What you have to do
Set down every entry again word for word, please, but skip the pictures.

Exercise data

________________________

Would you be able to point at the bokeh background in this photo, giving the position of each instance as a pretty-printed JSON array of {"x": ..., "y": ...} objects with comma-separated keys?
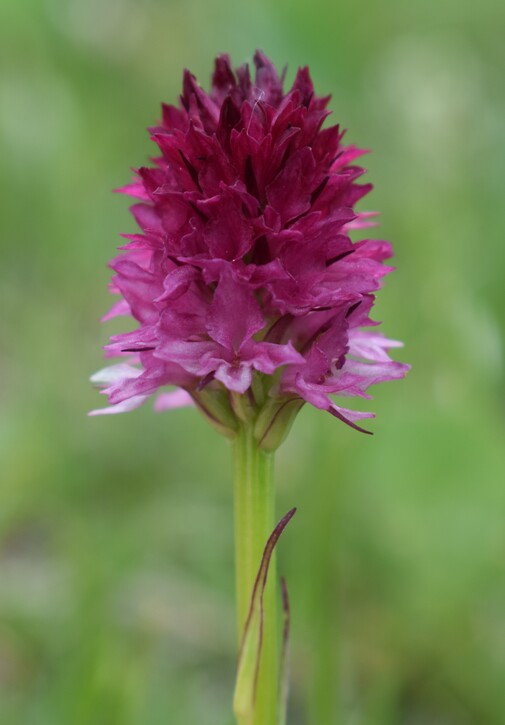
[{"x": 116, "y": 561}]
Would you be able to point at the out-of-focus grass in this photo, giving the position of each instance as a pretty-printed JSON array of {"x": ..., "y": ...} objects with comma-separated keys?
[{"x": 116, "y": 562}]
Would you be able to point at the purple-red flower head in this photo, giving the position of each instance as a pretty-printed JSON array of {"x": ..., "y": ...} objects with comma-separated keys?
[{"x": 243, "y": 279}]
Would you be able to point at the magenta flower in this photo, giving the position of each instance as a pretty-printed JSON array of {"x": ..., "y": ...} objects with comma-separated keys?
[{"x": 249, "y": 294}]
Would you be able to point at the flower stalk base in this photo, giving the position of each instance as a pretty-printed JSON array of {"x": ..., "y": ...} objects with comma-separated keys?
[{"x": 254, "y": 523}]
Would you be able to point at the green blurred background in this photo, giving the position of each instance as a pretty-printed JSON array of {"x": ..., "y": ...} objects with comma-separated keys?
[{"x": 116, "y": 561}]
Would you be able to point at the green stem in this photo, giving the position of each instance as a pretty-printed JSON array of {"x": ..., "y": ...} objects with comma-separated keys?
[{"x": 254, "y": 522}]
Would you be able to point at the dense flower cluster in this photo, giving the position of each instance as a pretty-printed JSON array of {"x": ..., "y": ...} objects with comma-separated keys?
[{"x": 249, "y": 294}]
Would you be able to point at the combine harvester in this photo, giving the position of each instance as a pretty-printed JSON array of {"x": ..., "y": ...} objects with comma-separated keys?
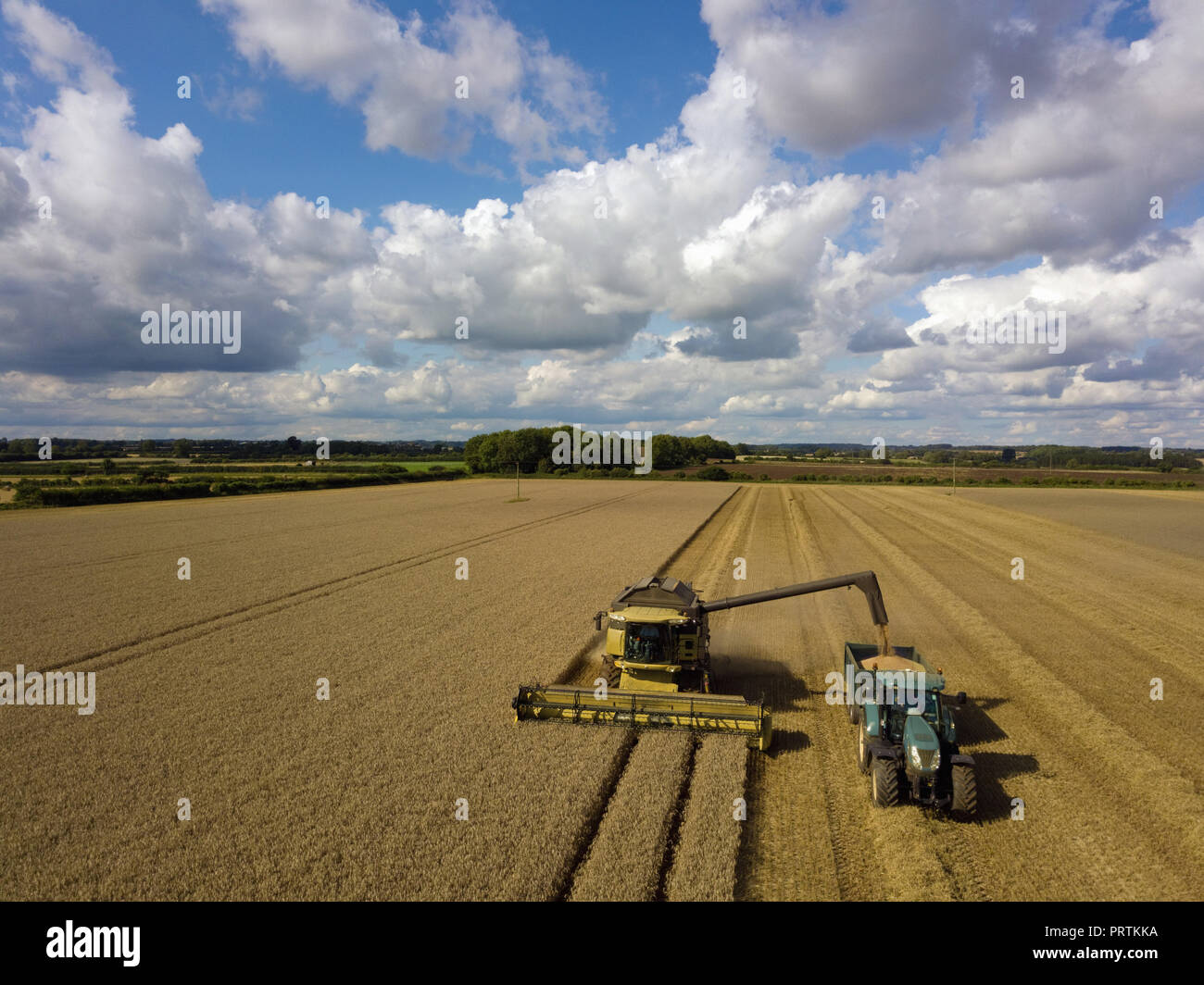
[{"x": 657, "y": 663}]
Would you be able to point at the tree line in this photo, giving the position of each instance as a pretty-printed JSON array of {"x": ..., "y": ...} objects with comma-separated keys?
[{"x": 531, "y": 451}]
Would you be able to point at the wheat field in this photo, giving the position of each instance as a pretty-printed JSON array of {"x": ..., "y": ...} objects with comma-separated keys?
[{"x": 413, "y": 780}]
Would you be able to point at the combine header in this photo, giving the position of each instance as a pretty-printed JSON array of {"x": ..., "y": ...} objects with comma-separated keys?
[{"x": 657, "y": 663}]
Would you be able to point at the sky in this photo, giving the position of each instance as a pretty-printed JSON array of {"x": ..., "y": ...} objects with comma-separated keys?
[{"x": 761, "y": 219}]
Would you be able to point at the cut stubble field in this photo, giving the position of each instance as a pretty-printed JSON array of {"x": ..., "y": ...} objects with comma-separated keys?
[{"x": 206, "y": 690}]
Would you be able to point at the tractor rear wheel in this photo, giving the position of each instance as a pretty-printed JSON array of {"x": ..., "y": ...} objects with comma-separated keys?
[
  {"x": 964, "y": 790},
  {"x": 612, "y": 673},
  {"x": 885, "y": 783}
]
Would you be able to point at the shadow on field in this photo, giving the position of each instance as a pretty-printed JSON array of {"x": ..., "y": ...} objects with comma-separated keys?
[
  {"x": 787, "y": 741},
  {"x": 759, "y": 680},
  {"x": 991, "y": 769},
  {"x": 974, "y": 725}
]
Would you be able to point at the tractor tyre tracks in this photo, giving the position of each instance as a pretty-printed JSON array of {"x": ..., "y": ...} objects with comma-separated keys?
[{"x": 132, "y": 649}]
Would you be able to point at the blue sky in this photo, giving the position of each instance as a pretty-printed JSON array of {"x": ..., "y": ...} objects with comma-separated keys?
[{"x": 762, "y": 131}]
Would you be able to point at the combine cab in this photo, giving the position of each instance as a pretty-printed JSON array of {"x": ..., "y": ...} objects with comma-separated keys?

________________________

Reply to the exercise
Would you be able to point at the bokeh background in this photo, giving the position of each instance as a pretty-printed JSON array of {"x": ..., "y": ...} objects with comma-separated keys?
[{"x": 116, "y": 561}]
Would you be able to point at the out-of-focus grass in this photo, giving the position of each instance as a pretty-printed JSON array of {"x": ..., "y": ...} objects with comma-separated keys?
[{"x": 116, "y": 562}]
Would you be able to point at the purple-red flower head in this photo, giving the position of each instance as a pretty-printed JSON array of {"x": ..., "y": ...} objects with comma-separated keys?
[{"x": 243, "y": 279}]
Would you be able to point at the magenta flower in this photo, giving the position of each instance as a pretty-printed JSON array of {"x": ..., "y": ...} objects with comma-separated keys?
[{"x": 249, "y": 294}]
Would you be able to point at the flower stalk base in this photo, giving the position of each instance as a pretty-printed JSON array of {"x": ..., "y": ...} objects with comma-separated keys?
[{"x": 254, "y": 523}]
Would you be able to point at the green blurred background in this photo, giving the position of each instance as a pretty-printed JSON array of {"x": ..., "y": ...} objects with comma-separated keys?
[{"x": 116, "y": 561}]
Would you be able to point at the green stem in this photo, giving the position of each instance as a pretty-printed JSON array of {"x": ..., "y": ...} objects with comma-separated keys?
[{"x": 254, "y": 522}]
Would you be able to point at the dense flower cluster in this photo, giving the position of each instance as a pretty-printed JSON array of {"x": ..., "y": ...} objects with comma-separated keys?
[{"x": 249, "y": 294}]
Would you be able to point at the combine harvester in this photo, giving the position of each instance as a pretty-printed JSON array of {"x": ..., "y": ...} objects with comma-separated keys?
[{"x": 657, "y": 663}]
Would you be able to point at the tree line in this photo, giving the position of each instance as a pretty-printed JSON array of {"x": ..., "y": ...} objects with comma-separated keys?
[{"x": 531, "y": 451}]
Would you be able to point at the wheat field in this photo, giving the position of each instance as a pretty-printed JSON array of {"x": ..., "y": ...} objects with comma-separated keys?
[{"x": 413, "y": 780}]
Would you be able to point at the combine header in this photo, giving the position of each instance as a pretty-printed JSON array of {"x": ..., "y": ...} objects with comma-separated keys?
[{"x": 657, "y": 663}]
Would you be able to point at the sky in this photo, giving the position of each instance as a pretty-printed JSON array of {"x": ..., "y": ...} objects with comma-separated keys?
[{"x": 761, "y": 219}]
Would you be able to point at the cut stubble field in this photo, giving the position of each instance as a pretty-printed JSON array of {"x": ..., "y": ...} objects with comma-separated keys?
[{"x": 206, "y": 690}]
Would you be able to point at the tractor rear wheel in this photo, giving the position of each instance as a pretty-printed JSON array of {"x": ..., "y": ...} objects with comma-separated keys?
[
  {"x": 964, "y": 790},
  {"x": 612, "y": 673},
  {"x": 885, "y": 783}
]
Would you be able to point at the shadow on field in this photo, giving the position of each instance as a pretty-printed JSON array of {"x": ..., "y": ...} objects with comma-separated keys?
[
  {"x": 787, "y": 741},
  {"x": 759, "y": 680},
  {"x": 991, "y": 769},
  {"x": 974, "y": 725}
]
Would you be able to point at the tractor tyre tracks in this photo, giving the position of each instance as a pretty-printed JSON array of {"x": ..., "y": ...} objects with comma-separated keys?
[{"x": 132, "y": 649}]
Would you be able to point at the blue sky in this photo, giving the position of each instance as a pretty-printed JSON array of {"x": ..., "y": ...} objects with comma-separated keys?
[{"x": 762, "y": 131}]
Would you be able to point at the combine cab in this photo, giving the position of each instance as a pretty-printed JSON array of {"x": ..., "y": ...} objects with comma-separated keys?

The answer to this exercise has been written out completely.